→ **What you will do**
a – According to the article on the Mad Max franchise, roughly how much did the first Mad Max film cost to make?
b – In two sentences, summarize the article on the Mad Max franchise.
c – Output the part of the article on the Mad Max franchise between "In one extraordinary" and "such a phenomenon.", inclusive.

→ **Passage provided**
───

Marvel is tired, Star Wars is self-parody – now Mad Max is the last franchise standing
Ahead of the release of ‘Furiosa: A Mad Max Saga’, Geoffrey Macnab explores how Aussie director George Miller masterminded one of cinema’s wonderful anomalies
When George Miller was starting out as a filmmaker, he was known as “Doctor George”. It’s one of the many paradoxes about Miller that the 79-year-old Aussie – ranked by many among the finest action directors in movie history – began his career in medicine. Since his early days working alongside producer partner and “filmmaking brother” Byron Kennedy (who tragically died in a helicopter accident in 1983), Miller has been uncompromising about health and safety. Not that you’d know it by watching his films.
There were no reported serious accidents or injuries during the shooting of Miller’s new feature, Furiosa: A Mad Max Saga (premiering in Cannes this week) – a remarkable feat, given the film’s frantic, stunts-heavy ethos. After all, Miller likes his action scenes to be as realistic as possible. He’ll hire Cirque du Soleil gymnasts to perform gravity-defying stunts rather than try to trick the audiences with visual effects. Like its predecessors, the new movie is awash with blood, carnage, mayhem, decapitations and disembowelling.
In one extraordinary 15-minute sequence that took a reported 78 days to film, Tom Burke as the legendary “rig driver” Praetorian Jack is shown behind the wheel of a huge oil juggernaut driving at breakneck speed down the desert road. The vehicle is being pursued by assailants on all sides, some of them paragliding high above it, others on motorbikes or in trucks. Furiosa herself (Anya Taylor-Joy) is clinging to the undercarriage, trying to stop the vehicle from blowing up. It’s like a hyper-charged version of a stagecoach chase in an old western. Such high jinks are what audiences have come to expect from a Max Max movie – but are only a part of what has turned the series into such a phenomenon.
“First and foremost, he [Miller] is very, very intelligent,” Iain Smith, executive producer of the 2015 franchise instalment Fury Road, tells me. “He’s a man of enormous focus and passion to make a small idea grow and become a big thing. The Mad Max series is a great example of that.”
This is indeed one of recent cinema history’s most unlikely metamorphoses. Over 45 years, what started as a grungy, low-budget Australian exploitation pic has gradually evolved into a massive franchise. The first film, Mad Max (1979), was very modest in scope – an Aussie version of one of those genre movies that the late Roger Corman was so adept at making. Its budget was around $2m – that’s to say, around $170m less than is thought to have been spent on Furiosa. The production values were closer to those of an episode of TV’s The Dukes of Hazard than they were to the blockbuster movies that Miller is overseeing today. The director’s fabled post-apocalyptic “wasteland”, where packs of renegades are fighting for survival, looked unmistakably like the Australian outback.
Mad Max was dubbed for international audiences. US distributors worried that viewers simply wouldn’t understand the Australian slang of the actors, including the 21-year-old pre-fame Mel Gibson. Nonetheless, the project’s ambition and mythic dimension were evident from the outset. The first film had all the crashes, sex and violence that you expected in films from the “video nasties era” but with a lot more under the hood. Miller was asking some very unsettling questions about how quickly the veneer of civilisation can be stripped away when the food and fuel run out.

───

→ **Listed records**
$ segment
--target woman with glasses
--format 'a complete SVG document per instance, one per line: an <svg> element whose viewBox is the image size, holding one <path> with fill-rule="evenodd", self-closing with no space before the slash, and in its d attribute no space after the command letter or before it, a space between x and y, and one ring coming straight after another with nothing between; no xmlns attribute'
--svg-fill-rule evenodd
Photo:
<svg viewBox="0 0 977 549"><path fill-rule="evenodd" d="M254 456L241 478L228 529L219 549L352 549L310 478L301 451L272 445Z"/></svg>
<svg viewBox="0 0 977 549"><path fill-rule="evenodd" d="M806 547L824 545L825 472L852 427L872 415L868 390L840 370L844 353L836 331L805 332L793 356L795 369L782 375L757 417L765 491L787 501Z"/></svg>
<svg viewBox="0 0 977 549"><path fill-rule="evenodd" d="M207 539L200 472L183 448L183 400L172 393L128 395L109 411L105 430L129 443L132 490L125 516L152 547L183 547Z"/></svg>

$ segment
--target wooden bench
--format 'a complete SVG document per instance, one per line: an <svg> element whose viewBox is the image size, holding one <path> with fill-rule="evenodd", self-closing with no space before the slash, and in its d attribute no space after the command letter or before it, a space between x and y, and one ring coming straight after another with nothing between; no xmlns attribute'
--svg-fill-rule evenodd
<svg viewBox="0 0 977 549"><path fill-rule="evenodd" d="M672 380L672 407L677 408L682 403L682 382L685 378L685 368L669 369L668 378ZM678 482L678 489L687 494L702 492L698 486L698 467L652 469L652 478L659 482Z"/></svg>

───

→ **Solution set**
a – Its budget was around $2m.

b – Ahead of the Cannes premiere of Furiosa: A Mad Max Saga, the article profiles George Miller, a 79-year-old Australian director who began his career in medicine and who stages realistic, stunt-heavy action while staying uncompromising about health and safety. It traces how Mad Max grew over 45 years from a grungy, low-budget Australian exploitation film made in 1979 for around $2m into a massive franchise, with about $170m more thought to have been spent on Furiosa.

c –
In one extraordinary 15-minute sequence that took a reported 78 days to film, Tom Burke as the legendary “rig driver” Praetorian Jack is shown behind the wheel of a huge oil juggernaut driving at breakneck speed down the desert road. The vehicle is being pursued by assailants on all sides, some of them paragliding high above it, others on motorbikes or in trucks. Furiosa herself (Anya Taylor-Joy) is clinging to the undercarriage, trying to stop the vehicle from blowing up. It’s like a hyper-charged version of a stagecoach chase in an old western. Such high jinks are what audiences have come to expect from a Max Max movie – but are only a part of what has turned the series into such a phenomenon.